= Aufgabenstellung =
Schreiben Sie aus dem Text zur türkischen Kommunalwahl die Passage ab, die mit „Es ging zwar“ beginnt und bis einschließlich „bei landesweit 46 Prozent.“ reicht.

= Quellenauszug =
━━━━━━━━

Es ging zwar um Bürgermeister und Kommunalparlamente - doch für Ministerpräsident Erdoğan noch um weit mehr: Er hatte die Wahlen zu einem Referendum über sein Amt stilisiert. Den Auszählungen zufolge mit Erfolg.

Die konservative AKP geht als Sieger aus der türkischen Kommunalwahl hervor. Nach Auszählung von 40 Prozent der Stimmen, liegt die Partei des türkischen Ministerpräsidenten Recep Tayyip Erdoğan laut Nachrichtenagentur AFP bei landesweit 46 Prozent.

In den türkischen Medien wird unterschiedlich über den Ausgang der Wahlen berichtet. Die regierungstreue Nachrichtenagentur Anadolu hatte nach Auswertung von etwa elf Prozent der Stimmen zunächst gemeldet, dass die AKP landesweit auf 49,5 Prozent komme. Andere Medien, wie die private Nachrichtenagentur Cihan, die zum Lager der Anhänger des islamischen Predigers Fethullah Gülen zählt, setzten den Stimmenanteil der konservativ-islamischen Partei zum gleichen Zeitpunkt bei 44,7 Prozent an.

━━━━━━━━

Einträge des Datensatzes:
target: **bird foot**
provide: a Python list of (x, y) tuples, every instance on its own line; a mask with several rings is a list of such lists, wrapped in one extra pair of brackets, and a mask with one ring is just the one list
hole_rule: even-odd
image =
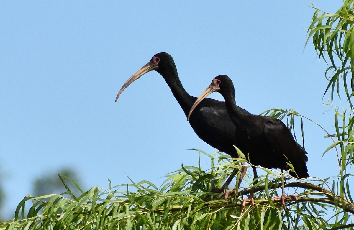
[(227, 198), (229, 197), (229, 195), (230, 194), (232, 194), (234, 193), (235, 194), (236, 193), (236, 191), (235, 189), (233, 189), (232, 190), (227, 190), (225, 191), (224, 193), (222, 194), (221, 195), (219, 196), (219, 197), (218, 197), (218, 199), (221, 199), (223, 197), (224, 199), (225, 200), (227, 200)]
[(274, 201), (275, 200), (278, 199), (280, 199), (281, 200), (280, 201), (280, 203), (283, 206), (283, 208), (284, 208), (284, 210), (286, 210), (286, 207), (285, 207), (285, 199), (287, 199), (288, 198), (293, 198), (295, 199), (295, 200), (297, 201), (297, 197), (296, 196), (296, 195), (290, 195), (289, 196), (275, 196), (272, 199), (272, 201), (273, 202), (274, 202)]
[[(244, 199), (243, 201), (242, 201), (242, 204), (241, 206), (240, 207), (240, 209), (241, 209), (241, 208), (243, 208), (244, 211), (246, 211), (246, 202), (247, 201), (251, 202), (251, 206), (253, 206), (255, 205), (255, 200), (253, 199), (253, 197), (249, 197), (248, 198), (245, 198)], [(241, 210), (240, 210), (240, 211), (241, 212)]]

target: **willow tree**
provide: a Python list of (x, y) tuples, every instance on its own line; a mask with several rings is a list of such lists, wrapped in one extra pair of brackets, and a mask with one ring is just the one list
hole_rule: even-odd
[[(258, 171), (263, 172), (258, 173), (262, 176), (254, 186), (254, 205), (247, 203), (244, 210), (240, 208), (242, 197), (251, 192), (252, 177), (245, 177), (238, 194), (226, 200), (220, 199), (217, 197), (219, 194), (209, 191), (212, 186), (220, 186), (234, 168), (241, 166), (219, 153), (210, 155), (196, 150), (210, 157), (210, 168), (204, 170), (200, 163), (197, 166), (182, 165), (180, 170), (166, 175), (159, 188), (145, 181), (110, 186), (107, 189), (96, 186), (87, 191), (76, 185), (80, 192), (77, 196), (66, 186), (65, 182), (70, 179), (59, 175), (67, 188), (65, 194), (25, 197), (16, 210), (15, 216), (18, 217), (1, 224), (0, 228), (352, 229), (354, 202), (348, 171), (354, 160), (354, 4), (346, 0), (333, 14), (311, 7), (315, 11), (307, 44), (308, 48), (312, 41), (320, 60), (329, 66), (324, 77), (328, 85), (324, 92), (330, 95), (335, 128), (331, 132), (324, 129), (325, 138), (333, 141), (324, 154), (336, 153), (337, 175), (323, 179), (287, 180), (285, 186), (289, 188), (288, 193), (296, 194), (298, 199), (286, 199), (285, 210), (279, 200), (271, 200), (280, 192), (282, 175), (276, 171), (258, 167)], [(346, 100), (342, 104), (347, 108), (333, 104), (335, 98), (343, 98)], [(304, 120), (321, 127), (293, 110), (271, 109), (263, 114), (283, 119), (293, 132), (296, 126), (300, 126), (298, 129), (302, 131)]]

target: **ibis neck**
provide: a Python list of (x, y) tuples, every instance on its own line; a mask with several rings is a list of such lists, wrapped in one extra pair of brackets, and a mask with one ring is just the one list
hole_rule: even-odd
[(234, 92), (226, 94), (223, 94), (225, 99), (226, 110), (230, 118), (235, 125), (242, 125), (245, 122), (247, 122), (247, 115), (250, 114), (244, 110), (240, 109), (236, 105), (235, 99)]
[(174, 74), (162, 76), (171, 89), (172, 94), (183, 110), (184, 114), (186, 116), (188, 116), (189, 110), (194, 103), (195, 98), (191, 96), (185, 91), (179, 80), (177, 71)]

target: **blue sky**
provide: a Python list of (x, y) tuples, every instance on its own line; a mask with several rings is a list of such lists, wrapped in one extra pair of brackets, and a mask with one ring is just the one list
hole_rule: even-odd
[[(331, 12), (341, 1), (318, 1)], [(0, 168), (15, 209), (36, 177), (75, 168), (87, 188), (157, 185), (214, 150), (199, 139), (157, 72), (126, 81), (159, 52), (173, 57), (187, 92), (233, 79), (238, 105), (256, 114), (293, 108), (330, 133), (322, 105), (327, 68), (306, 28), (310, 1), (3, 1), (0, 2)], [(221, 95), (210, 97), (222, 100)], [(325, 133), (304, 123), (310, 176), (337, 174)], [(206, 169), (209, 161), (201, 161)], [(324, 169), (325, 169), (324, 170)]]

━━━━━━━━

= Übungsergebnis =
Es ging zwar um Bürgermeister und Kommunalparlamente - doch für Ministerpräsident Erdoğan noch um weit mehr: Er hatte die Wahlen zu einem Referendum über sein Amt stilisiert. Den Auszählungen zufolge mit Erfolg.

Die konservative AKP geht als Sieger aus der türkischen Kommunalwahl hervor. Nach Auszählung von 40 Prozent der Stimmen, liegt die Partei des türkischen Ministerpräsidenten Recep Tayyip Erdoğan laut Nachrichtenagentur AFP bei landesweit 46 Prozent.